__Exercise aim__. Filter the listing below down to the lines holding the word "puddle", and copy those lines.

Content starts

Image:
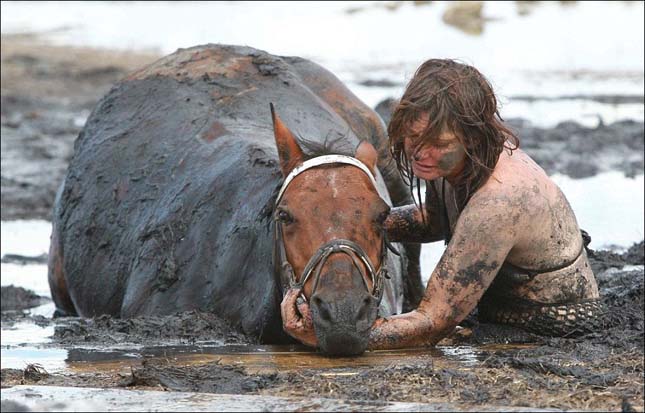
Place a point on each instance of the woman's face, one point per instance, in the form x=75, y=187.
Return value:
x=443, y=157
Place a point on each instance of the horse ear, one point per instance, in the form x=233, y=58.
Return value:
x=288, y=149
x=366, y=153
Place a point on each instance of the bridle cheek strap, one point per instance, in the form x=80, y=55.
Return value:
x=283, y=268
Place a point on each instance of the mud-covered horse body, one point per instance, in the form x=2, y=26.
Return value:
x=167, y=203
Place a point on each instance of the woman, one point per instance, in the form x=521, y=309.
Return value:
x=514, y=249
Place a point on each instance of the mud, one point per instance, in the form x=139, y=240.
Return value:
x=17, y=298
x=187, y=327
x=603, y=370
x=48, y=92
x=572, y=149
x=46, y=95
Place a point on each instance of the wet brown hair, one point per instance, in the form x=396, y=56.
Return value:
x=459, y=99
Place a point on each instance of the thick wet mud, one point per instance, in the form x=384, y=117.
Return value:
x=48, y=92
x=17, y=298
x=46, y=95
x=476, y=366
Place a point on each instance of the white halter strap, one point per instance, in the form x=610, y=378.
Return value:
x=322, y=160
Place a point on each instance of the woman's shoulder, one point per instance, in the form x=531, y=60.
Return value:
x=516, y=181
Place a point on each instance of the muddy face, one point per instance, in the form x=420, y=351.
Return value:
x=443, y=156
x=324, y=204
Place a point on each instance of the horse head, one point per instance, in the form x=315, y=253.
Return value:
x=330, y=240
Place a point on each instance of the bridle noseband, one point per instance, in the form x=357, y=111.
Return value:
x=283, y=268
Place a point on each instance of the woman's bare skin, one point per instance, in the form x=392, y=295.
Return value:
x=518, y=216
x=513, y=244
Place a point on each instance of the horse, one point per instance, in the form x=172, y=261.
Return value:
x=175, y=200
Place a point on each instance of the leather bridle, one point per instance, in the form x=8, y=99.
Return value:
x=283, y=268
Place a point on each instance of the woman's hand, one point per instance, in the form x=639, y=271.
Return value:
x=411, y=329
x=296, y=318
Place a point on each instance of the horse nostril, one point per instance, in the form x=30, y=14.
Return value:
x=364, y=310
x=323, y=310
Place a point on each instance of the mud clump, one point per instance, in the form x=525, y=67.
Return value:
x=18, y=298
x=47, y=93
x=186, y=328
x=209, y=378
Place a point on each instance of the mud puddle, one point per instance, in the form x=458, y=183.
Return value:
x=255, y=359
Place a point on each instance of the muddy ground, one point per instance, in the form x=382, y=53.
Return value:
x=47, y=92
x=603, y=370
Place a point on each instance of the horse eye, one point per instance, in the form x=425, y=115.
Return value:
x=380, y=219
x=284, y=217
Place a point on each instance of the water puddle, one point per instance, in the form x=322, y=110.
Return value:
x=50, y=398
x=256, y=359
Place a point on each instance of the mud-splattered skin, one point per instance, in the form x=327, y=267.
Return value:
x=518, y=217
x=167, y=205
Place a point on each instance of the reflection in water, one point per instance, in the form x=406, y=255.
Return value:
x=268, y=359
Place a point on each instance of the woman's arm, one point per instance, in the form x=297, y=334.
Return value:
x=485, y=233
x=406, y=224
x=483, y=236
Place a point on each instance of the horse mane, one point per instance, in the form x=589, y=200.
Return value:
x=331, y=145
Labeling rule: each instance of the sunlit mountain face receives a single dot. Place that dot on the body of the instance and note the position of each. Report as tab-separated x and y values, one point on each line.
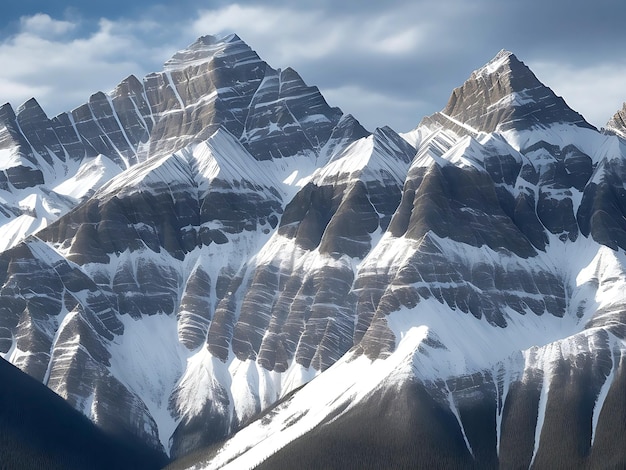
221	268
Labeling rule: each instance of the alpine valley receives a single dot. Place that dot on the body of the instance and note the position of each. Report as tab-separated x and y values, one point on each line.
220	270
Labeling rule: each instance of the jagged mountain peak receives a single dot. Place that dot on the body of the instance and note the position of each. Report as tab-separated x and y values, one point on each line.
617	124
504	95
203	50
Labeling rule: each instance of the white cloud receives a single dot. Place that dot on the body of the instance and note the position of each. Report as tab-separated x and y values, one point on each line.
596	92
43	59
290	36
43	25
375	109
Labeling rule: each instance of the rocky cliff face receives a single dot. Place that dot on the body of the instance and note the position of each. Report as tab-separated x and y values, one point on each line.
250	238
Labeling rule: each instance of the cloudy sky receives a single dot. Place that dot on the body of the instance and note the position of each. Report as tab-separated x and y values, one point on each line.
388	63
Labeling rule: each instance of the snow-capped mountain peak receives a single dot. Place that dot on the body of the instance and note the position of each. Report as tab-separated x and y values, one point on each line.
222	245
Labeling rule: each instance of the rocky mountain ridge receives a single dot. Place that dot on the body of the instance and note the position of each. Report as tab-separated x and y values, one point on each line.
241	238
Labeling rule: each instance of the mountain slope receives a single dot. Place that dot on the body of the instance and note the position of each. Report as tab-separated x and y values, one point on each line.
265	275
507	332
38	429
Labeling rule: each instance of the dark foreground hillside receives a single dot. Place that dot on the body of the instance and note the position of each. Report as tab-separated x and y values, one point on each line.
39	430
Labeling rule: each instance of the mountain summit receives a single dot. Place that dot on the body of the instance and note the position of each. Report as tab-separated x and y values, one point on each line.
238	274
504	94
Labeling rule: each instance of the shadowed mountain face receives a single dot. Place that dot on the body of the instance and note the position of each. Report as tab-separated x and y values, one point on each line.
38	429
227	236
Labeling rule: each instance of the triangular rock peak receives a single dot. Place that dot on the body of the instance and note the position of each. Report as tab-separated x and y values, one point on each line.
505	94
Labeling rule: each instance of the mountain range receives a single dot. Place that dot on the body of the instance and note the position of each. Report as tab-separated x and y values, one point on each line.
216	264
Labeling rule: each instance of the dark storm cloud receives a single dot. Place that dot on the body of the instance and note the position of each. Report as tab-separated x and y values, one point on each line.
386	62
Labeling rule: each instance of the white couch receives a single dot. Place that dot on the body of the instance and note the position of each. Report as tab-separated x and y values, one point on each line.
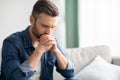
89	66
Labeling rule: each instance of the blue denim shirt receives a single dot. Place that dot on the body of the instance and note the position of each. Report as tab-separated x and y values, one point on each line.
15	52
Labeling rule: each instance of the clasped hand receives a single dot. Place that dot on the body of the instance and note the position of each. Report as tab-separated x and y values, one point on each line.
47	43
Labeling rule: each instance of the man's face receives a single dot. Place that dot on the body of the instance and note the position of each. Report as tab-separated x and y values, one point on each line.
45	24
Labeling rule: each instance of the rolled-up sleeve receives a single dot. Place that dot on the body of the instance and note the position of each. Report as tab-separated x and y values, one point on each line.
25	68
11	68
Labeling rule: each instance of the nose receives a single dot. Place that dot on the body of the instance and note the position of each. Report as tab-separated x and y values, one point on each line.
48	31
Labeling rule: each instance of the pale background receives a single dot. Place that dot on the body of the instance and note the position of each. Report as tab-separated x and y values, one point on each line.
14	16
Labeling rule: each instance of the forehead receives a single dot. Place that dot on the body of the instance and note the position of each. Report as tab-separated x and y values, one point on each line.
44	18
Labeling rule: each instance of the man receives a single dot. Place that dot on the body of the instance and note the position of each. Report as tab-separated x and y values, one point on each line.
32	53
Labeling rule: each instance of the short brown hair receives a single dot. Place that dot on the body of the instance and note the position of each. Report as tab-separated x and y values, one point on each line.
45	6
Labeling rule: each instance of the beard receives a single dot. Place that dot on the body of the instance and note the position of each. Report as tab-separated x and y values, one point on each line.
35	31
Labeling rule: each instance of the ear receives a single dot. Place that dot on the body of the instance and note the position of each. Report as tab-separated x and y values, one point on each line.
32	20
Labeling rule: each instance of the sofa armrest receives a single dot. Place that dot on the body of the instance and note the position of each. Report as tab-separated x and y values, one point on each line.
116	60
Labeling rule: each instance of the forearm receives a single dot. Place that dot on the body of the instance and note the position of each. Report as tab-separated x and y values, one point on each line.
61	60
34	59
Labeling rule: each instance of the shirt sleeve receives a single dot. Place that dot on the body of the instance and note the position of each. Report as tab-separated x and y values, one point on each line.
70	65
11	68
25	67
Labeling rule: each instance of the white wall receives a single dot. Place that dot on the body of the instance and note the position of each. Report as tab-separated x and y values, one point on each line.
100	23
14	16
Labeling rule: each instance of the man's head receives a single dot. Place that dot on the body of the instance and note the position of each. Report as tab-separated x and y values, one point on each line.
43	18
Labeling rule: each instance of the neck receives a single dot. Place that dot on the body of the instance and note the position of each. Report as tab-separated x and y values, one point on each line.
35	41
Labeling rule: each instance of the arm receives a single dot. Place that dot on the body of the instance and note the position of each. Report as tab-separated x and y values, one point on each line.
116	60
69	72
12	69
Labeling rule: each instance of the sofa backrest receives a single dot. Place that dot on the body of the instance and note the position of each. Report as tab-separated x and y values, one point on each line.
83	56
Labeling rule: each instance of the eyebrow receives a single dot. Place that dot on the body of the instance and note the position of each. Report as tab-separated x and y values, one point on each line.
47	25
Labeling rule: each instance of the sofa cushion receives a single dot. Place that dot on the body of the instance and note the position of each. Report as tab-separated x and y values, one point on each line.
99	69
83	56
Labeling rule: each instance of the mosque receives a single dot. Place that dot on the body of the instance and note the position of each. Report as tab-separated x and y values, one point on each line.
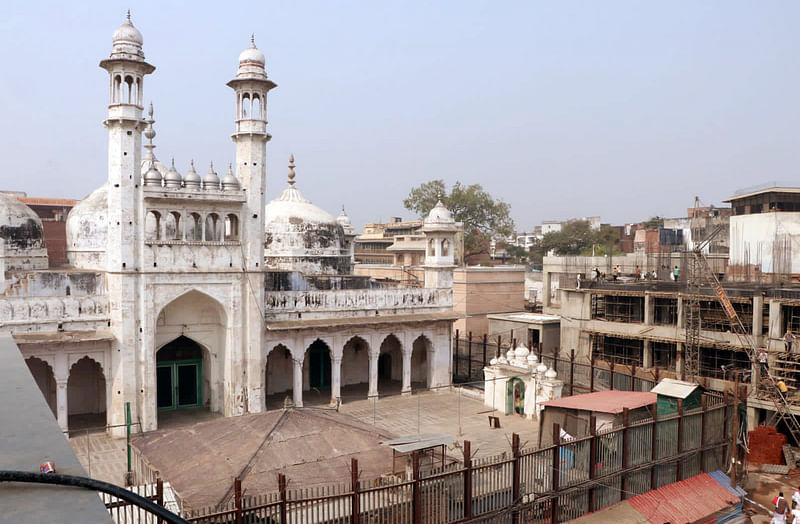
191	292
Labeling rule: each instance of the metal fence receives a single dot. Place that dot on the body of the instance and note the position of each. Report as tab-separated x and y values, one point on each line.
554	483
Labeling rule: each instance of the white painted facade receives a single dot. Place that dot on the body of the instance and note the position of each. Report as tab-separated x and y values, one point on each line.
158	257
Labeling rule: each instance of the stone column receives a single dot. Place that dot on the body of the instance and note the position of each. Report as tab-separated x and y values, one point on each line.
407	372
336	380
62	409
297	386
373	375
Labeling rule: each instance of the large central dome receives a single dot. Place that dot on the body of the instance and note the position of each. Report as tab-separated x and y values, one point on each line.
299	236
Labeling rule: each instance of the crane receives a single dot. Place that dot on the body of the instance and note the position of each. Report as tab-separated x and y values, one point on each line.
700	273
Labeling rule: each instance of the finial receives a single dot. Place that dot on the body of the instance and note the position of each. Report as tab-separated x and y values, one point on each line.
291	169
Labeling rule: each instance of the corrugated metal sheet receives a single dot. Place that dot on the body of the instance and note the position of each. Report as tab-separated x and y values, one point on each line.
612	401
670	387
690	500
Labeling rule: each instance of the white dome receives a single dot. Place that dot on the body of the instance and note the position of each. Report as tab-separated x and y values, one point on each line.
302	237
87	230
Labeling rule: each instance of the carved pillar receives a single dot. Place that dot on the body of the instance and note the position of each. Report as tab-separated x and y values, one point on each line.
406	372
336	379
373	374
297	386
62	409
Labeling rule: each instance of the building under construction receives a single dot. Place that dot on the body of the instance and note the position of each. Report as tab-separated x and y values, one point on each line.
644	322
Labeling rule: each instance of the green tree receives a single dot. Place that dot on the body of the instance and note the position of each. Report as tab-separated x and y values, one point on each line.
482	215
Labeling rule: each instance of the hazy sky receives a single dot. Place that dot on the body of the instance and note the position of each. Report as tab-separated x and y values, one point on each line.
618	109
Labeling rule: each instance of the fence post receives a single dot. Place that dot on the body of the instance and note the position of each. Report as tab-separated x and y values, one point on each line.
237	499
592	458
625	422
455	355
416	502
467	480
704	406
515	496
571	371
354	486
282	489
679	469
469	357
556	471
653	450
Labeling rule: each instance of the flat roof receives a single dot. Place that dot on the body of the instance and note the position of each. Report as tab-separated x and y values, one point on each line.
776	189
530	318
612	401
411	443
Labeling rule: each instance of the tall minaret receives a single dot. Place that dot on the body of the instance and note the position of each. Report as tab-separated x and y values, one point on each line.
251	86
126	68
250	136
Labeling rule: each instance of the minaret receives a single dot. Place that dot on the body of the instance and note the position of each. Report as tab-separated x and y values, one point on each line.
251	86
126	69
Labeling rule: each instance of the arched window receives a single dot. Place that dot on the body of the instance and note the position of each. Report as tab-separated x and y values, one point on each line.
245	106
152	226
128	90
172	226
231	227
213	228
194	229
116	97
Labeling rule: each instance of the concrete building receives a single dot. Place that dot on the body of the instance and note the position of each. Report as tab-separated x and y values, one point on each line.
185	291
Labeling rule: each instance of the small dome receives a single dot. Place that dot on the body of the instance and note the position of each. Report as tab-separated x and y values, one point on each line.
192	179
211	180
172	178
229	181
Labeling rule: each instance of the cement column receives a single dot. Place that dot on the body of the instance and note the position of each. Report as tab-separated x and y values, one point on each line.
297	386
62	409
373	375
647	357
407	373
546	289
336	380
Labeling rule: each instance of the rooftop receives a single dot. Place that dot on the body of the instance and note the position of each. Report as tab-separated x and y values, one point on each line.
611	401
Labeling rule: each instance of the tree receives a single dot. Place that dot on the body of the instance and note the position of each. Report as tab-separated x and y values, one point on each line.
482	215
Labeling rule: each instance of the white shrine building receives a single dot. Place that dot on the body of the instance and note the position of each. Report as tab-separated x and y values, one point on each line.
190	291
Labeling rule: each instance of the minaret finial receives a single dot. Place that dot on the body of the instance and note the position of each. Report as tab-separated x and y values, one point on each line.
291	169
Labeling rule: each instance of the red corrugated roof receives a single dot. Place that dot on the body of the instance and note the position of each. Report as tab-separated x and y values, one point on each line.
690	500
611	401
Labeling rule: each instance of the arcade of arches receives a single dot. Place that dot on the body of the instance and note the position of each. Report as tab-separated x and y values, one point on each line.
325	368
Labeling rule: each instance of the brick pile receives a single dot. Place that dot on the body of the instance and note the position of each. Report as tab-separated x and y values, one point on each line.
766	445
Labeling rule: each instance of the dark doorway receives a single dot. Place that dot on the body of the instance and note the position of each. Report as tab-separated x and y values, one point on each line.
319	365
179	375
385	367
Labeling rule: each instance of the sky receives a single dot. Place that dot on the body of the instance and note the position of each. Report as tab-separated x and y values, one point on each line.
623	109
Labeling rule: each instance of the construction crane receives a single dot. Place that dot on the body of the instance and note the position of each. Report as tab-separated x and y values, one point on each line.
700	273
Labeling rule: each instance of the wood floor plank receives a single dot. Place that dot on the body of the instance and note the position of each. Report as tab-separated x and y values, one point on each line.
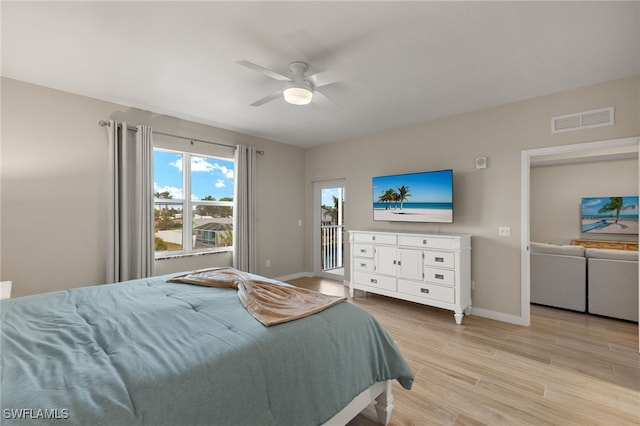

Content ends

__Response to this exercise__.
Place a point on each instance of the mud puddle, one point per instance, in the form x=458, y=183.
Place a point on each instance of the water puddle, one point per instance, in the form x=322, y=110.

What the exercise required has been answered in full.